■ **What you will do**: Go through the records and give the number of lines that include "white", with nothing else.

---

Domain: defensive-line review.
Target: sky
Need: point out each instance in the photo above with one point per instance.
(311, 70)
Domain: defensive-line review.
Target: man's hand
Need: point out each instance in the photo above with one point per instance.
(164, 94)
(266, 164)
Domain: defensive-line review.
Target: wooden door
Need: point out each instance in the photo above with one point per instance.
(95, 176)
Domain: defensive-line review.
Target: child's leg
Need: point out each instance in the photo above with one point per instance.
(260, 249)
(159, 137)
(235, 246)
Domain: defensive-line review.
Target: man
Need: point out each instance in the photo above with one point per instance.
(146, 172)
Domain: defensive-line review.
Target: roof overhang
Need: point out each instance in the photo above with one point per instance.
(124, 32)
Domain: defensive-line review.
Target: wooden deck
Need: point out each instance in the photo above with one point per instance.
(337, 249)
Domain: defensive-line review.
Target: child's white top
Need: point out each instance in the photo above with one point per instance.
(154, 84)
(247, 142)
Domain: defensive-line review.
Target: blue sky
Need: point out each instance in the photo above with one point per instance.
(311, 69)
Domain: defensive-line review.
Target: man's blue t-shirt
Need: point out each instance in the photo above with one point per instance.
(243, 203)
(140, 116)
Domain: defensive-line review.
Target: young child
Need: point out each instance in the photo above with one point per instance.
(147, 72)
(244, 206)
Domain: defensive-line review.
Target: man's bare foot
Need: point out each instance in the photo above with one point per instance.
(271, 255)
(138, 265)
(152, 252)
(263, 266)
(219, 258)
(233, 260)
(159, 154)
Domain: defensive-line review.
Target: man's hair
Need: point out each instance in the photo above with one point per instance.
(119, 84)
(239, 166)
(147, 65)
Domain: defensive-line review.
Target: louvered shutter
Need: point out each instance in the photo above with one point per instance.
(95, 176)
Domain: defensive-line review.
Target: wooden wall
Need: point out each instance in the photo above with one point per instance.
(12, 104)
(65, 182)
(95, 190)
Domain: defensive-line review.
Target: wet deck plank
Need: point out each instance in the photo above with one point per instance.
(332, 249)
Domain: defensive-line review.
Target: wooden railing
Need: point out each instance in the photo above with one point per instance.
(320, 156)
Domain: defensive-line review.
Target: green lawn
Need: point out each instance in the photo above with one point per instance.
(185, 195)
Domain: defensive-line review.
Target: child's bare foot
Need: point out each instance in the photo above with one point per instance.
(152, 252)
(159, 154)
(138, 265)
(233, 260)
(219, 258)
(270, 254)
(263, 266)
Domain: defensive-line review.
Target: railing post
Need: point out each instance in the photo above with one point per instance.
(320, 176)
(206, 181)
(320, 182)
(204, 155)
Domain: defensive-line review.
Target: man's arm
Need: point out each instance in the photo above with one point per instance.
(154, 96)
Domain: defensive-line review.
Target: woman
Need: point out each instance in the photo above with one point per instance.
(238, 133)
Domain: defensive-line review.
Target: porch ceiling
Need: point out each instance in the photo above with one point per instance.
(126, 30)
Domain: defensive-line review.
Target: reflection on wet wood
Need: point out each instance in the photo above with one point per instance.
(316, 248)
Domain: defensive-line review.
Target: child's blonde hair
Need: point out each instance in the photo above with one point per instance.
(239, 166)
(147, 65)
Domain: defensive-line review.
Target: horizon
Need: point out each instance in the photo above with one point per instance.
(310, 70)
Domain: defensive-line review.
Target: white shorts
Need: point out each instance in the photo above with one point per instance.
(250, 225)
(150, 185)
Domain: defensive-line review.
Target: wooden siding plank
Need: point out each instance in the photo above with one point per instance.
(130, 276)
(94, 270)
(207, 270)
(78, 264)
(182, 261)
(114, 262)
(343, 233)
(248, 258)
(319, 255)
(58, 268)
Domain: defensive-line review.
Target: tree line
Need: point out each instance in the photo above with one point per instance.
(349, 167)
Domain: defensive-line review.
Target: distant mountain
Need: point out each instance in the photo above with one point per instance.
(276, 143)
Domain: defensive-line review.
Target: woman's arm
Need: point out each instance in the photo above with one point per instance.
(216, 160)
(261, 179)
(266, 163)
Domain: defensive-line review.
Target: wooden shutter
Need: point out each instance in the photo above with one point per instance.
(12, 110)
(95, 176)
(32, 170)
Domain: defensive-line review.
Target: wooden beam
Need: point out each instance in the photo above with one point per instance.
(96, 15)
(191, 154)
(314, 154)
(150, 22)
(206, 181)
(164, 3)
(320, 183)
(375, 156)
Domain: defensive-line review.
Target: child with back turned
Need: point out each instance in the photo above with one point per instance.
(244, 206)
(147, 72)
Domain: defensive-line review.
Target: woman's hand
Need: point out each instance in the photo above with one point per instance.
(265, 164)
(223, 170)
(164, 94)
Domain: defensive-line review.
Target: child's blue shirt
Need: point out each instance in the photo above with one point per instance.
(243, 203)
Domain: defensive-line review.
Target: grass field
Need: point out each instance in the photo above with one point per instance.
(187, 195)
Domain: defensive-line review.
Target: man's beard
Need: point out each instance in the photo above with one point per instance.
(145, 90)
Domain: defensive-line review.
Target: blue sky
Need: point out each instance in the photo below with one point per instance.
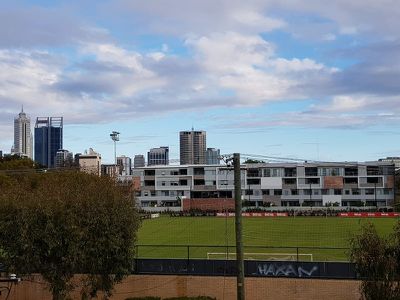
(297, 79)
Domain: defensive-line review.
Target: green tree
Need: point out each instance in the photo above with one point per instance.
(64, 223)
(377, 260)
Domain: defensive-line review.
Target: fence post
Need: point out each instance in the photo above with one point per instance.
(188, 260)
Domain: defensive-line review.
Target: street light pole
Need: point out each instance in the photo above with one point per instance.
(115, 137)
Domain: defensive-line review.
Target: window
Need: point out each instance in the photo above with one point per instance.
(369, 191)
(337, 192)
(311, 171)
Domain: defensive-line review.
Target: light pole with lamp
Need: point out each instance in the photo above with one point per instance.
(115, 137)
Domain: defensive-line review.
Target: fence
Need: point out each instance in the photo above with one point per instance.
(261, 253)
(254, 268)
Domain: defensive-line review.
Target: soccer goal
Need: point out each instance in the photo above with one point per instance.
(262, 256)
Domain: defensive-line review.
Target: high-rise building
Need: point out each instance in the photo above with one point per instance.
(22, 135)
(48, 140)
(125, 165)
(64, 159)
(158, 156)
(89, 162)
(212, 156)
(192, 147)
(138, 161)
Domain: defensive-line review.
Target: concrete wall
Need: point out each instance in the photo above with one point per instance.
(218, 287)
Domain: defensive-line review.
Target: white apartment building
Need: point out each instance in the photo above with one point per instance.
(265, 184)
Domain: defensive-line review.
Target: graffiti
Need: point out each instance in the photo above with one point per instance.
(285, 270)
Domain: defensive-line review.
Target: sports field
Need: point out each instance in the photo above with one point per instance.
(303, 238)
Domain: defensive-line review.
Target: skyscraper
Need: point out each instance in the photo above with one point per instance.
(158, 156)
(138, 161)
(192, 147)
(212, 156)
(125, 165)
(22, 135)
(48, 140)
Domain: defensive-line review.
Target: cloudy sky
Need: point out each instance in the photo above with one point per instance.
(299, 79)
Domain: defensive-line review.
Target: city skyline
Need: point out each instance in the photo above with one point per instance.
(298, 80)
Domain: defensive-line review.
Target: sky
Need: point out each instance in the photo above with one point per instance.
(311, 79)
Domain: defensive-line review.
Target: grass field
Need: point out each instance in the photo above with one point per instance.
(313, 238)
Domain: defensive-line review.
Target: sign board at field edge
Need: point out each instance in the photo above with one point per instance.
(369, 215)
(264, 214)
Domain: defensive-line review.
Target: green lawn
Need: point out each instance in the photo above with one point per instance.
(200, 233)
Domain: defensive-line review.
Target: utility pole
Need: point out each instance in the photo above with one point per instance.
(238, 227)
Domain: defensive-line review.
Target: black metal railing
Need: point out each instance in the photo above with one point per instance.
(223, 252)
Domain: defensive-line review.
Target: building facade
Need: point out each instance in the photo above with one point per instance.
(139, 161)
(158, 156)
(22, 136)
(213, 156)
(48, 140)
(269, 184)
(125, 165)
(89, 162)
(64, 159)
(192, 146)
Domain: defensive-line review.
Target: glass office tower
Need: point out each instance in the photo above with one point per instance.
(48, 140)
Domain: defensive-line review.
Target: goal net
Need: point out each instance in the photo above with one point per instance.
(262, 256)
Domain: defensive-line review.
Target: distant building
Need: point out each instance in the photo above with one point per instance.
(125, 165)
(22, 136)
(111, 170)
(158, 156)
(48, 140)
(90, 162)
(64, 159)
(138, 161)
(211, 187)
(212, 156)
(192, 147)
(392, 159)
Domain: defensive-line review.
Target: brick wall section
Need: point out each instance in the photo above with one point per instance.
(219, 204)
(218, 287)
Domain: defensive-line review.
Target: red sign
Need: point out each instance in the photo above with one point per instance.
(263, 214)
(369, 215)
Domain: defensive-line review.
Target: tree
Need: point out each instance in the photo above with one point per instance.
(377, 262)
(64, 223)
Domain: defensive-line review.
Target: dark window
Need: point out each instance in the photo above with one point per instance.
(149, 172)
(311, 171)
(350, 180)
(337, 192)
(351, 171)
(289, 180)
(253, 181)
(199, 182)
(198, 171)
(290, 172)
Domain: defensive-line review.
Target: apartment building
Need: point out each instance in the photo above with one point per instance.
(266, 184)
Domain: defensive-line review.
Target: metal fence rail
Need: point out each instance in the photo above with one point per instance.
(219, 252)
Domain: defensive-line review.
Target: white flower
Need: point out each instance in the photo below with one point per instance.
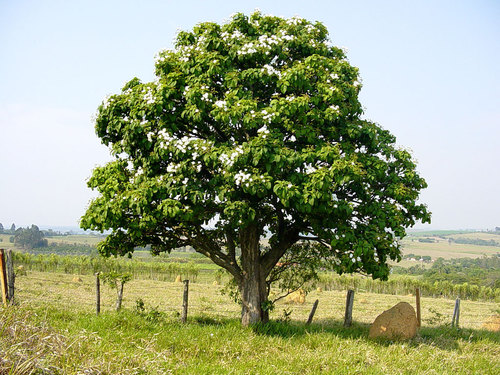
(263, 130)
(221, 104)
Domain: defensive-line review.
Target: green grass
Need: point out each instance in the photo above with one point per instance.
(54, 327)
(130, 343)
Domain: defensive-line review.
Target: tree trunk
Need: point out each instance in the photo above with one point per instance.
(253, 285)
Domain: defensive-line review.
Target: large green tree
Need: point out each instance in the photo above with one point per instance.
(252, 128)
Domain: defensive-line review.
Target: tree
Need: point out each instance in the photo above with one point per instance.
(252, 127)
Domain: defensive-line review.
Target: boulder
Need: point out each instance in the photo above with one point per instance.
(399, 322)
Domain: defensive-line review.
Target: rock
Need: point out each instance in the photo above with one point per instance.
(492, 323)
(399, 322)
(297, 297)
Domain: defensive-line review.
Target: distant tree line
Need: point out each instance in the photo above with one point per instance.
(483, 271)
(29, 238)
(475, 241)
(12, 229)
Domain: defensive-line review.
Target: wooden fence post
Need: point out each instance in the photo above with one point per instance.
(185, 301)
(313, 311)
(417, 297)
(456, 314)
(348, 308)
(3, 278)
(97, 294)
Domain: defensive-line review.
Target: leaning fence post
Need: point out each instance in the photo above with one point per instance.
(3, 278)
(348, 308)
(313, 311)
(456, 313)
(185, 301)
(97, 294)
(417, 297)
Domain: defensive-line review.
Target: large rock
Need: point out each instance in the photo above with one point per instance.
(399, 322)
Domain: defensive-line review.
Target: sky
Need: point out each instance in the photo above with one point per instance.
(430, 71)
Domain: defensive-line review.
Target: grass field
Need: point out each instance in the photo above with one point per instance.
(54, 330)
(442, 247)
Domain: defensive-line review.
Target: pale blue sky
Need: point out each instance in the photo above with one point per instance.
(430, 69)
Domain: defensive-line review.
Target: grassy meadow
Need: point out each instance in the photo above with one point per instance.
(54, 330)
(443, 247)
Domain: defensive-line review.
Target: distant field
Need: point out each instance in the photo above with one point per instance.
(4, 241)
(443, 247)
(81, 239)
(54, 327)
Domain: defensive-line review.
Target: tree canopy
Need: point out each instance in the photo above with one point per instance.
(253, 128)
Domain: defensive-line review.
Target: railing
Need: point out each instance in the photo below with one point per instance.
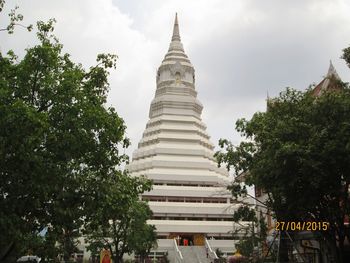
(178, 254)
(212, 254)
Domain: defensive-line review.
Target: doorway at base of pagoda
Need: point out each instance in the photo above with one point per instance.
(188, 239)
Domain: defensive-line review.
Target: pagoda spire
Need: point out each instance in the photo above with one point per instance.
(176, 33)
(332, 71)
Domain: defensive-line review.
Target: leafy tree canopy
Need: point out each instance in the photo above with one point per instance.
(60, 149)
(298, 151)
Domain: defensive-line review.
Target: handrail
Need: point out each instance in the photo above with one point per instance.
(212, 253)
(178, 254)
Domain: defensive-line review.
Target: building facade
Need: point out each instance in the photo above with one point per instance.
(189, 199)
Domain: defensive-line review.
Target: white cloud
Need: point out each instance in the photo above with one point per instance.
(240, 49)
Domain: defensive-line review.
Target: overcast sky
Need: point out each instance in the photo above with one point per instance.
(240, 49)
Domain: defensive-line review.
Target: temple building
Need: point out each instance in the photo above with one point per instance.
(189, 200)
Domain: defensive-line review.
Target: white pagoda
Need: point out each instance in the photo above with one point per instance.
(189, 200)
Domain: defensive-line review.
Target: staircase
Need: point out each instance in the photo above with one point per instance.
(194, 254)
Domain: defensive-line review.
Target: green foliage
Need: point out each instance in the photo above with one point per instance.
(58, 145)
(119, 221)
(298, 151)
(15, 20)
(346, 55)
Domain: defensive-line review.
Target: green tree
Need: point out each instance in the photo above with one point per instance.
(299, 153)
(119, 220)
(57, 140)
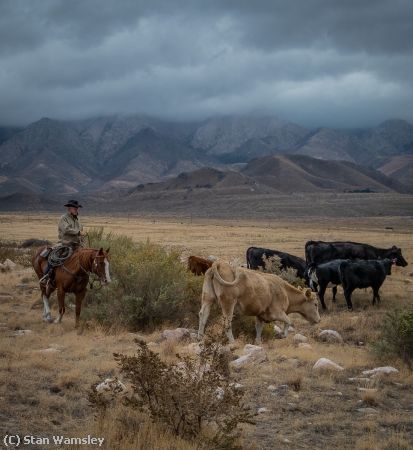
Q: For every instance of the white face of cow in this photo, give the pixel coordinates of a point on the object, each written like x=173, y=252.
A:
x=309, y=308
x=313, y=280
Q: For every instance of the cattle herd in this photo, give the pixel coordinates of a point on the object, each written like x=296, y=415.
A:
x=352, y=265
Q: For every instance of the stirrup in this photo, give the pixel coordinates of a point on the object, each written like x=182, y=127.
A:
x=45, y=278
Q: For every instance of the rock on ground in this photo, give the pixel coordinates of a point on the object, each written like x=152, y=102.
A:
x=253, y=353
x=300, y=338
x=387, y=370
x=332, y=336
x=178, y=334
x=326, y=364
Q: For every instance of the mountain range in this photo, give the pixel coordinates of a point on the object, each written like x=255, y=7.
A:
x=107, y=155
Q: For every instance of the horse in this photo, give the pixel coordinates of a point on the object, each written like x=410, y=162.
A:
x=72, y=276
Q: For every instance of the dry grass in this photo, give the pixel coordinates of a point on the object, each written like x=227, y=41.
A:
x=47, y=392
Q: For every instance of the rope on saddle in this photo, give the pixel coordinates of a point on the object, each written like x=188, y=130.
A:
x=59, y=255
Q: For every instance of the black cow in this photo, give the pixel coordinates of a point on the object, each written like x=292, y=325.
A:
x=364, y=274
x=317, y=252
x=323, y=275
x=255, y=260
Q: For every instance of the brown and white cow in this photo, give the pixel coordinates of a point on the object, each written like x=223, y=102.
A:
x=265, y=296
x=197, y=265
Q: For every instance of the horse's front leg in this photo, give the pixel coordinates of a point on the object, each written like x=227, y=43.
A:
x=47, y=316
x=61, y=302
x=79, y=298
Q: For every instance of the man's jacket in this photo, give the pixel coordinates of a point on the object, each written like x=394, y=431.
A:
x=69, y=229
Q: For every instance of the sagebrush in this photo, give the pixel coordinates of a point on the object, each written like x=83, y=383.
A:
x=396, y=336
x=192, y=398
x=150, y=286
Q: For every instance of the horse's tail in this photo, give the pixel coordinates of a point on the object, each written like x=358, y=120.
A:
x=221, y=280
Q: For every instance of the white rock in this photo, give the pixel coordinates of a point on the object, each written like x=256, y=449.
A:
x=111, y=385
x=367, y=410
x=253, y=357
x=9, y=264
x=262, y=410
x=278, y=332
x=49, y=350
x=22, y=332
x=326, y=364
x=192, y=348
x=367, y=389
x=305, y=345
x=177, y=335
x=380, y=371
x=300, y=338
x=220, y=393
x=359, y=379
x=330, y=336
x=249, y=348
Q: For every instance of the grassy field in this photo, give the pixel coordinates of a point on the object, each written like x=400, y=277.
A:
x=44, y=392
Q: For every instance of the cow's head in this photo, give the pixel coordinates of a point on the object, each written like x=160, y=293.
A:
x=100, y=266
x=311, y=277
x=395, y=254
x=309, y=307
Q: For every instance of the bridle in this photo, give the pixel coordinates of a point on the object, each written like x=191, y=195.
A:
x=93, y=271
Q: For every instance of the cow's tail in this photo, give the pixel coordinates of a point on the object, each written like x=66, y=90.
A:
x=248, y=257
x=220, y=280
x=341, y=270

---

■ **Response area**: 9